Excerpts from a pointing dataset
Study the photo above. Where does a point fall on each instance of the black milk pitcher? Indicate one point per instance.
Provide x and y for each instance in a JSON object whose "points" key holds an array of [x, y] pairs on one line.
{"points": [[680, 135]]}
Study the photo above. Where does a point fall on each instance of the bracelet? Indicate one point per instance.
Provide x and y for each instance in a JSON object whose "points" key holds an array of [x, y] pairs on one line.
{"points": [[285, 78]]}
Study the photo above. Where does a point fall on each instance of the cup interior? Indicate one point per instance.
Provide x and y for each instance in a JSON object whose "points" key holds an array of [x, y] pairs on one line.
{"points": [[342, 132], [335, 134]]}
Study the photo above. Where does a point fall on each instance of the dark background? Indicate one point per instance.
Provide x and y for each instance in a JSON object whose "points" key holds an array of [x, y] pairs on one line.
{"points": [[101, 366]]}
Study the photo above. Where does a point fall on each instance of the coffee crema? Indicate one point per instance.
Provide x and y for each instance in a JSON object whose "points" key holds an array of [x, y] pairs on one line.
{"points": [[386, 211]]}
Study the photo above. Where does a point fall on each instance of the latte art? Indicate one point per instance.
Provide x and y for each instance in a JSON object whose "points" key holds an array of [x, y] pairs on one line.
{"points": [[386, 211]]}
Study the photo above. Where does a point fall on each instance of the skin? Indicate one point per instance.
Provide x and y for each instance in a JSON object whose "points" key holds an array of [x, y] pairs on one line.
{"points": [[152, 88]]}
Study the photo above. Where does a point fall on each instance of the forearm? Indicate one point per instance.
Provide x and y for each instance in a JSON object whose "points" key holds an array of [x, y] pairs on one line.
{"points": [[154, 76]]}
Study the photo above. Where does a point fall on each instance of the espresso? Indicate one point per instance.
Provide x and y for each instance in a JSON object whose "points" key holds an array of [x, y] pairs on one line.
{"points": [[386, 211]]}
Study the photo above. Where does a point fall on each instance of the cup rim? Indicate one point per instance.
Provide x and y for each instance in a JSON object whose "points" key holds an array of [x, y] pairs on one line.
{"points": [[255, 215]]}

• WORK INSTRUCTIONS
Copy the lines above exactly as they appear.

• RESPONSE BELOW
Study the photo above. Where does a point fall on each instance of the black milk pitcher? Indicate one point per instance.
Provide x and y for each instance in a JSON object whose "points" key holds an array of [x, y] pairs on one line.
{"points": [[680, 135]]}
Study the photo above. Where does a point fall on each instance of the bracelet? Indicate one point per instance.
Provide x and y for each instance in a JSON object whose "points" key holds an array of [x, y] pairs on one line.
{"points": [[285, 78]]}
Study the photo above. Where does a point fall on each instance of the cup interior? Indicate one point per instance.
Provide x and y for each instance in a JSON object whose "points" key holds an array of [x, y] pairs on one line.
{"points": [[342, 132], [335, 134]]}
Study the photo above. Where does a point fall on each instance of the dark background? Indicate one point per instance.
Provide x and y for each instance in a JSON object whose "points" key holds an array of [x, y] pairs on one line.
{"points": [[101, 366]]}
Study the photo above. Where does a point fall on each instance of the coffee crema? Indicate one point per instance.
Provide x and y for each instance in a JSON object whose "points" key holds an array of [x, y] pairs on one line.
{"points": [[386, 211]]}
Study the photo above. Where does a point fall on each instance of the latte art? Indicate one point per instance.
Provide x and y for each instance in a JSON object whose "points" key holds an array of [x, y] pairs on one line.
{"points": [[386, 211]]}
Study the photo above. Where does a point fall on each instance of the skin? Indicate one point per instance.
Provide x and y for each instance in a JSON object whose "points" key holds an array of [x, y] pairs on one line.
{"points": [[152, 88]]}
Study the photo above. Where does a point fall on each instance of the forearm? Indicate one point per instance.
Provide x and y for each instance in a JSON object whose "points" key holds an array of [x, y] pairs on one line.
{"points": [[154, 76]]}
Study the photo above. Where does a point fall on each instance of the espresso? Indicate one point per instance.
Provide x and y for each instance in a JSON object whose "points" key holds an array of [x, y] pairs on one line.
{"points": [[386, 211]]}
Study the photo above. Where does a point fall on each instance of the cup rim? Indicate one point per instance.
Provide x and y for each instance in a JSON object whose "points" key holds an array of [x, y] pairs on one line.
{"points": [[255, 215]]}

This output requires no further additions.